Federal Court Rules that Negotiated IDIQ/MATOC Contracting Cannot be Used Instead of Sealed Bidding Without a Lawful and Rational Basis
In a recent prebid protest presented by our firm, Payne Hackenbracht & Sullivan, the United States Court of Federal Claims considered the protest of Weeks Marine, Inc. v. The United States (“Weeks”) challenging the decision of the United States Army Corps of Engineers, South Atlantic Division (“SAD”), to solicit proposals for maintenance dredging and shore protection projects using negotiated indefinite delivery indefinite quantity (“IDIQ”) multiple-award task order contracts (“MATOC”). The Court noted that the contemplated change to negotiated IDIQ task order contracting represented a significant departure from SAD’s prior practice of using sealed bidding, and further noted that the policy change had caused widespread industry criticism.
As grounds for its protest, Weeks asserted that SAD’s proposed change to negotiated IDIQ/MATOC task order contracting was contrary to law, and was without any rational basis. Weeks relied upon 10 U.S.C. § 2304(a) and Federal Acquisition Regulation (“FAR”) ¶ 6.401(a), mandating that an agency shall use sealed bidding procedures when (1) time permits, (2) awards will be made solely based on price, (3) discussions are not necessary, and (4) the agency reasonably expects to receive more than one bid. Weeks contended that each of these four conditions was met for SAD’s dredging contracts, and that no legal basis existed to use negotiation procedures.
The Corps of Engineers argued in opposition that SAD’s proposed IDIQ task order contracting was lawful, that the agency had wide discretion in selecting an appropriate procurement method, and that SAD’s justification for the change was reasonable under current circumstances. The Court disagreed and ruled that an agency’s discretion “does not empower an agency to employ a procurement method in violation of applicable law.” The Court ruled that SAD had not pointed to any significant changes in its procurement environment that would warrant a change to IDIQ task order contracting. The Acquisition Plan confirmed that SAD had “excelled in program execution” during the last two years and “the Court does not see any reasons or developments for moving away from the sealed bid process. Without any analysis of the applicable statutes and regulations, and without citing any significant reasons or developments, the Court held that SAD would violate 10 U.S.C. § 2304(a), FAR ¶ 6.401(a), FAR ¶ 14.103-1(a), and FAR ¶ 36.103(a) by employing IDIQ task order contracting methods.“
This is an important judicial opinion that will hopefully cause government agencies to revisit decisions to utilize contracting by negotiation in either single procurements or IDIQ contracting. When the sole justification for negotiated contracting boils down to nothing more than a desire to introduce unnecessary subjectivity into the source selection process, RFPs should not be used and sealed bidding should continue to be the preferred method. In dredging, as in many other areas of construction contracting, sealed bidding has been a successful procurement method for many years. It is a system that provides the greatest risk coupled with the greatest opportunity for reward and it is an integral part of the free enterprise system.

**What the task asks:** Retype the part of the article on the Weeks Marine ruling starting at "Federal Court Rules" and ending at "widespread industry criticism.". Work only from the article on the Weeks Marine ruling.

**Data extract:**
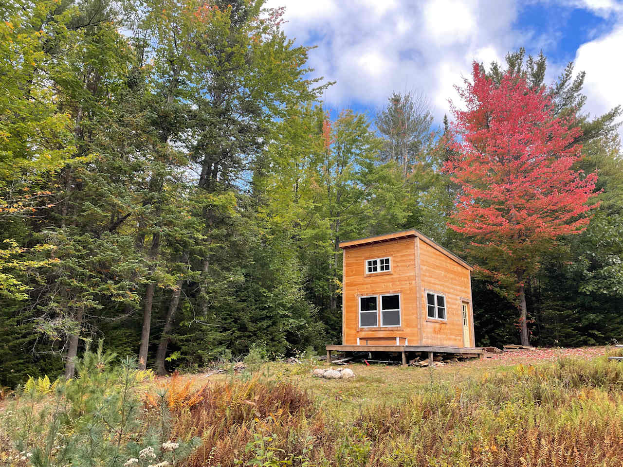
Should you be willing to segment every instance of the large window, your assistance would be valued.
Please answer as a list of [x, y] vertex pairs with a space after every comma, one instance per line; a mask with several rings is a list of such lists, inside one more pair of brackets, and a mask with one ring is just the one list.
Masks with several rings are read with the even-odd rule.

**Exercise solution:**
Federal Court Rules that Negotiated IDIQ/MATOC Contracting Cannot be Used Instead of Sealed Bidding Without a Lawful and Rational Basis
In a recent prebid protest presented by our firm, Payne Hackenbracht & Sullivan, the United States Court of Federal Claims considered the protest of Weeks Marine, Inc. v. The United States (“Weeks”) challenging the decision of the United States Army Corps of Engineers, South Atlantic Division (“SAD”), to solicit proposals for maintenance dredging and shore protection projects using negotiated indefinite delivery indefinite quantity (“IDIQ”) multiple-award task order contracts (“MATOC”). The Court noted that the contemplated change to negotiated IDIQ task order contracting represented a significant departure from SAD’s prior practice of using sealed bidding, and further noted that the policy change had caused widespread industry criticism.